:: REQUIRED TASK ::
Can you pull out the lines of the records below, from the line with "If I wanted to draw a box around the wooden picket" to the line with "[107,154,333,224]", both included, and copy them word for word?

:: Bounding-box records ::
....
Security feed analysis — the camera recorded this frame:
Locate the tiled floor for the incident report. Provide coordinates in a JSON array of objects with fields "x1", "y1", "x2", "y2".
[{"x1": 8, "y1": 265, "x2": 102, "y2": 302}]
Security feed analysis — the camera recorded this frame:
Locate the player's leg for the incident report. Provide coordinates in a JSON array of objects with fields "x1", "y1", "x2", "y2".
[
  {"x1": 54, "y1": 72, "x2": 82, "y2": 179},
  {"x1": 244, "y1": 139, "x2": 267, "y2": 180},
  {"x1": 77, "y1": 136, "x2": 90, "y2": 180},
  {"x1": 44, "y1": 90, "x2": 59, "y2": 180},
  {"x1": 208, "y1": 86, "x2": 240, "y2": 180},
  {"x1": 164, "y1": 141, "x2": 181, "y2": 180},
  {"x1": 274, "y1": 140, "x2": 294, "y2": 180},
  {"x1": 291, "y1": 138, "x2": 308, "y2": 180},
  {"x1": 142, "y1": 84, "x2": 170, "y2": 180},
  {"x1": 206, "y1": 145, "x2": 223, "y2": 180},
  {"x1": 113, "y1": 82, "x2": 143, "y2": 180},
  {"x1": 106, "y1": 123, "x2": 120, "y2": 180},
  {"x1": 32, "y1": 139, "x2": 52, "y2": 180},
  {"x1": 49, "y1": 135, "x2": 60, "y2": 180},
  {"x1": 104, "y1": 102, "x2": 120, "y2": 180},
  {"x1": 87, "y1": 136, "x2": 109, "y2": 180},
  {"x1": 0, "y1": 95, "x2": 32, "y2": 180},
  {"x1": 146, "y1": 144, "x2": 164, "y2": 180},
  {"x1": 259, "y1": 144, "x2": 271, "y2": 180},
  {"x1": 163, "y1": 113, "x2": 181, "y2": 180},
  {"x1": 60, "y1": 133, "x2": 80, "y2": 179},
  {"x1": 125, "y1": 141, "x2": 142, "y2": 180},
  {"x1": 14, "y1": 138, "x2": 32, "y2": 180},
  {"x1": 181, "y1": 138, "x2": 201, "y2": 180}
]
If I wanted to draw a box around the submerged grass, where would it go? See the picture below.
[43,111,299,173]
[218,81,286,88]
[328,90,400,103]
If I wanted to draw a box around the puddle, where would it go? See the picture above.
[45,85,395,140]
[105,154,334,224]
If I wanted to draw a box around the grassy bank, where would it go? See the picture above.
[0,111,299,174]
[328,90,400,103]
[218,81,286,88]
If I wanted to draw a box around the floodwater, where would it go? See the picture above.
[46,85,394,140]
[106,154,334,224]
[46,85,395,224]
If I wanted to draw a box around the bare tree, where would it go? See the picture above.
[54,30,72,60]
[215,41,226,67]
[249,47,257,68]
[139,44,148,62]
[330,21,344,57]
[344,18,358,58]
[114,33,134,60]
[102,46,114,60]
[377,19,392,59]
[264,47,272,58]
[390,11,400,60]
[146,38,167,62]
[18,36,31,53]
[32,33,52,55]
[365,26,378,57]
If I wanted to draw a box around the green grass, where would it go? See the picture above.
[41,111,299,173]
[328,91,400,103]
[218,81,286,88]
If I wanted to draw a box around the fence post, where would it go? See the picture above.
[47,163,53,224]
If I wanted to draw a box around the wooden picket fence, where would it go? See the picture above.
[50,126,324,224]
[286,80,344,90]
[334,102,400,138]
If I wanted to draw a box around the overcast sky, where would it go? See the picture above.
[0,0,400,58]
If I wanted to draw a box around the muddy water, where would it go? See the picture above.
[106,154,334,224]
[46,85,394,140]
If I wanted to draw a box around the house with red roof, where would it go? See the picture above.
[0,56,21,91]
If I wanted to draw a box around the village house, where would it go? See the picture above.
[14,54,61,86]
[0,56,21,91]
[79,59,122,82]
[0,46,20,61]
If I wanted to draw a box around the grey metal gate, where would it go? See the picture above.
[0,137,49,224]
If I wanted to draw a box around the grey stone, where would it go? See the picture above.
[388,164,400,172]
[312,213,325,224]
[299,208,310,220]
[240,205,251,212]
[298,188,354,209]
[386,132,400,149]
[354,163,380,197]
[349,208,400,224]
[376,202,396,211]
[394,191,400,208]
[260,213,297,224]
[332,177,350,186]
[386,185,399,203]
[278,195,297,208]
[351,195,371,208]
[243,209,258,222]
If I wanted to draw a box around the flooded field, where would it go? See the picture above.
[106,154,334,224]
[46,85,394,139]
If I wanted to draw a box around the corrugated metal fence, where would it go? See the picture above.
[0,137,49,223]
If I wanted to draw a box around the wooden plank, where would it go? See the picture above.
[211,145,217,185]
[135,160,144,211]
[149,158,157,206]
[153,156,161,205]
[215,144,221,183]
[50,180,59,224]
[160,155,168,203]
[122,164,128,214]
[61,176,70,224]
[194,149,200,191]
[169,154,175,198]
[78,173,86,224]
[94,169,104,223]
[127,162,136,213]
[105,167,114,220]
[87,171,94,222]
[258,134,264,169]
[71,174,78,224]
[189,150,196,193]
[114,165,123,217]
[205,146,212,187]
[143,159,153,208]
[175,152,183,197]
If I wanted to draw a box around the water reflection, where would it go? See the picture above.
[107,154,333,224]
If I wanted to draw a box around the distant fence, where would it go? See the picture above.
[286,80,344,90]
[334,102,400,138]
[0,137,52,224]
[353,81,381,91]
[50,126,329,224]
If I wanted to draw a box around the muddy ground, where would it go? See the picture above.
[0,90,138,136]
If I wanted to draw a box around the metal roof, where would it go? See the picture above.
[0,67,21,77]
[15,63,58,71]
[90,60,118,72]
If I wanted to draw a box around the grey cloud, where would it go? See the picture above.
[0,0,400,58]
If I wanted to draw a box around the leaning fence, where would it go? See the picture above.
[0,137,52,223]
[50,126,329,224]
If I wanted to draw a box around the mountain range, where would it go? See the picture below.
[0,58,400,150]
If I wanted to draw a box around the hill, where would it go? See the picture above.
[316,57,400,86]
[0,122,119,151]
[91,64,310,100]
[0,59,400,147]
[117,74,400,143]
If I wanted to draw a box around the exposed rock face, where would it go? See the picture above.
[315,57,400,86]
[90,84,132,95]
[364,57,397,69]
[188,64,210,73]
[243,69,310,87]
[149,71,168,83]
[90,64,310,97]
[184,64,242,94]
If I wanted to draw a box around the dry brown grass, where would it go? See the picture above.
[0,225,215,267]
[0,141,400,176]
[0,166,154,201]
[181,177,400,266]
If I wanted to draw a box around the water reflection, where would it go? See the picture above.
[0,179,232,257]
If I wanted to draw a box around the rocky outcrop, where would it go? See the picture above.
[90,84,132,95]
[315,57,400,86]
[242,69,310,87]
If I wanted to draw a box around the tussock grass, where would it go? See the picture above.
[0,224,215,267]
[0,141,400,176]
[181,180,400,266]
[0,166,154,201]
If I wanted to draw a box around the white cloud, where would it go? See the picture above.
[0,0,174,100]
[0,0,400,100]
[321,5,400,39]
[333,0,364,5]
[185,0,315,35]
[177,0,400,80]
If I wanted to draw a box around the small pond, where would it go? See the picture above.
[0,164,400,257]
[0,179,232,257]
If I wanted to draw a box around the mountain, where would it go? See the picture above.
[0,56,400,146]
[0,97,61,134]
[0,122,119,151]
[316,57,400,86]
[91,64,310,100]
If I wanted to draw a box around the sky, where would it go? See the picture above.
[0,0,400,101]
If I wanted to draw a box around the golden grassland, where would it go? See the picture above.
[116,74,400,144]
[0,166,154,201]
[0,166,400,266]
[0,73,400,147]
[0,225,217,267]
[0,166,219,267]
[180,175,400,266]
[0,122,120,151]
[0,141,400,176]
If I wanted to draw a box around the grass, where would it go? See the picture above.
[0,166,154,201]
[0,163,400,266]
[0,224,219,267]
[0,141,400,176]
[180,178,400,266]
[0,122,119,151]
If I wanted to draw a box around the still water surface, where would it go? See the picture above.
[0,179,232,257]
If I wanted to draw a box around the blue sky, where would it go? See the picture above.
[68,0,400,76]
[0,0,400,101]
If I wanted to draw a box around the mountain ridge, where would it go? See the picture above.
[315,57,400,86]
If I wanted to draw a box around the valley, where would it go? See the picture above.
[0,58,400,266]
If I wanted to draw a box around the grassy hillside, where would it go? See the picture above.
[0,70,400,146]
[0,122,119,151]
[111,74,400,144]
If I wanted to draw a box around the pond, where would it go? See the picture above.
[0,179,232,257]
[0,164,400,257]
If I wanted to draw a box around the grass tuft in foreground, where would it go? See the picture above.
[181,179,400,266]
....
:: RESPONSE BELOW ::
If I wanted to draw a box around the wooden picket fence, where would it go? See the picture above.
[50,126,324,224]
[286,80,344,90]
[334,102,400,138]
If I wanted to draw a box around the overcast sky, where would it go? See the picture above.
[0,0,400,58]
If I wanted to draw a box around the muddy water, where would it go? See the picture above.
[106,154,334,224]
[46,85,394,140]
If I wanted to draw a box around the house with red roof, where would it go? See the picture above.
[0,56,21,91]
If I wanted to draw a box around the village house, where would it go? See the picture above.
[14,54,61,86]
[0,56,21,91]
[79,59,122,82]
[0,46,20,61]
If I wanted to draw a box around the grey metal gate, where would it go? See the picture above.
[0,137,49,224]
If I wanted to draw a box around the grey stone, where would it go? See the picture above.
[388,164,400,172]
[312,213,325,224]
[299,208,310,220]
[240,205,251,212]
[298,188,354,209]
[386,132,400,149]
[354,163,380,197]
[349,208,400,224]
[376,202,396,211]
[394,191,400,208]
[260,213,297,224]
[332,177,350,186]
[386,185,399,203]
[278,195,297,208]
[351,195,371,208]
[243,209,258,222]
If I wanted to draw a box around the flooded field, where would it go? See the picture above.
[106,154,334,224]
[46,85,394,139]
If I wanted to draw a box around the corrugated metal fence, where would it go? See the picture above.
[0,137,49,223]
If I wanted to draw a box around the wooden plank, where would it go? See the picture above.
[211,145,217,185]
[135,160,144,211]
[149,158,157,206]
[153,156,161,205]
[215,144,221,183]
[50,180,59,224]
[160,155,168,203]
[122,164,128,214]
[61,176,70,224]
[194,149,200,191]
[169,154,175,198]
[78,173,86,224]
[94,169,104,223]
[127,162,136,213]
[105,167,114,220]
[87,171,94,222]
[258,134,264,169]
[71,174,78,224]
[189,150,196,193]
[114,165,123,217]
[205,146,212,187]
[143,159,153,208]
[175,152,183,197]
If I wanted to draw a box around the water reflection, where would it go? See the picture above.
[107,154,333,224]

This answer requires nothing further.